• Assignment
Continue the passage on nuclear threats facing the United States, picking up after its final sentence.

═════ Page text

But because the United States has a secure second strike capability against Russia, we can quite readily eliminate the threat of inadvertent launch. We can do this by explicitly putting almost all our strategic nuclear strike capability on deferred launch—known as "de-alerting." We can also place silo-cover monitors on our ICBM silos, reporting to Russia once per minute to show that the covers have not been moved. Such cooperative threat reduction would extend the decade-long activities initiated by Senators Richard Lugar and Samuel Nunn to reduce excess Russian nuclear weapon materials.
The second threat is that of nuclear terrorism. This would involve a nuclear weapon stolen, probably from Russia (or, for that matter, Pakistan), and provided to a terrorist organization. The greatest danger is the smuggling of such a nuclear weapon (or an improvised nuclear weapon) in a cargo container or light aircraft, which could land quite readily without interception in the United States. Transporting such a nuclear warhead in a car or van to a densely populated area such as Manhattan and detonating it on a workday could ensure 100 000 to 300 000 deaths from blast, fire, and local fallout. The same sort of damage could be produced by detonating a nuclear weapon in the harbor at New York, Boston, Philadelphia, or a number of other locations.
To be sure, deploying stolen nuclear weapons requires time and talent to bypass their "use control" mechanisms. But there is also the possibility of improvised nuclear explosives based on highly enriched uranium (HEU), again probably obtained from Russia. Some 60 kg of HEU would be required, but the weapon could be fabricated in a basement or office, and would predictably yield 10-20 kilotons of explosive yield (compared with 0.002 kilotons for a large conventional truck bomb). This, too, would kill 100 000 to 300 000 people.

══════════
═════ Entries supplied

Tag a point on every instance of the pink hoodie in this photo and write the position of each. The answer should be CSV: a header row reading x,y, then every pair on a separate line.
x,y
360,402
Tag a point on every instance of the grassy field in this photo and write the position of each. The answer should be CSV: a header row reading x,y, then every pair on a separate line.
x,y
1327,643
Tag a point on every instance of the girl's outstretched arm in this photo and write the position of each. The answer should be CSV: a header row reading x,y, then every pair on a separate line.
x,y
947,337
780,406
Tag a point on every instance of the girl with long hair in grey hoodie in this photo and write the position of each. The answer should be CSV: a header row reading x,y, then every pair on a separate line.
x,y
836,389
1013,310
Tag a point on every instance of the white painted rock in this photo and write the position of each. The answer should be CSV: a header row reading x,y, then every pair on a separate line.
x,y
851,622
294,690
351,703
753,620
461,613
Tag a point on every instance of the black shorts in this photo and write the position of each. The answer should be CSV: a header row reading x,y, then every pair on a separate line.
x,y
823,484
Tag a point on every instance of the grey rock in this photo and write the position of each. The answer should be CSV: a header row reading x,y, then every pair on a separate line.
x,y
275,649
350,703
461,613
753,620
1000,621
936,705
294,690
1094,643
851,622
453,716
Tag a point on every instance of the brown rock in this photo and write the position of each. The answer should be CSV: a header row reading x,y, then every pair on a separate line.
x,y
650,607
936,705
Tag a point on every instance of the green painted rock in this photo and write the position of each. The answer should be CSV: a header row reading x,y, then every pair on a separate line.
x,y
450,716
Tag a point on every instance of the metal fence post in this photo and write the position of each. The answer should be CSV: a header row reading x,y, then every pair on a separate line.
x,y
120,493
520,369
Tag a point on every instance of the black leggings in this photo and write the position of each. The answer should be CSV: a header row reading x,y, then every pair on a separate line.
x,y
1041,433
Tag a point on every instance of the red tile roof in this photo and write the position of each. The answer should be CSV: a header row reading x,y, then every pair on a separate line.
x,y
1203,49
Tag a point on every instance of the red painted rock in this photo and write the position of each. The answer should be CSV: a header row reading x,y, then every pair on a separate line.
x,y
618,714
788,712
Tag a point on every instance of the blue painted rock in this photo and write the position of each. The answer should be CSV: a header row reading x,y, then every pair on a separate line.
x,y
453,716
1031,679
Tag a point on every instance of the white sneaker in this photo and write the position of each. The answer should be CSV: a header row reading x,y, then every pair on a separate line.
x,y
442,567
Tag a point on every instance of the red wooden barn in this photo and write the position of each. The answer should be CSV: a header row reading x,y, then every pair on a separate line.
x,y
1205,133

══════════

• Written answer
The solution to this second threat is to take far more seriously the consolidation and blending down of HEU in Russia and elsewhere. The existing 20-year U.S. program for buying 500 tons of excess Russian HEU should be augmented with a program to blend down within the next year not only those 500 tons but the remaining 700 tons of excess weapon HEU, to 19.9 percent uranium 235. This blending down would virtually eliminate the material's possible use in a weapon and could be done far more rapidly than the current plan of blending all the way to 4.4 percent U-235, the mix needed for use in nuclear reactor fuel.
The initial blend to 19.9 percent would in no way restrict the eventual use of the material in breeder reactors or conventional light-water reactors, and should appeal to Russia, provided the money goes to those who are doing the work and not to the central government. However, the program would require an initial provision of capital from the G-7 nations, to be paid back by eventual sales and further blending down of the 19.9 percent to the ultimate 4.4 percent.
The third nuclear security threat lies in conventional attack on the 103 operating nuclear power reactors in the United States (or their spent fuel storage pools). As stated in the U.S. National Academies' 2002 report Making the Nation Safer, a meltdown could occur through either sabotage or attack by a light aircraft loaded with explosives. Such a meltdown would condemn about 10 000 people to death by cancer, and it would have disastrous consequences for the nuclear power sector and the overall economy, because 20 percent of U.S. electrical power comes from nuclear reactors. Greater attention to protecting these reactors (including, perhaps, close-in air defenses) could help reduce that threat.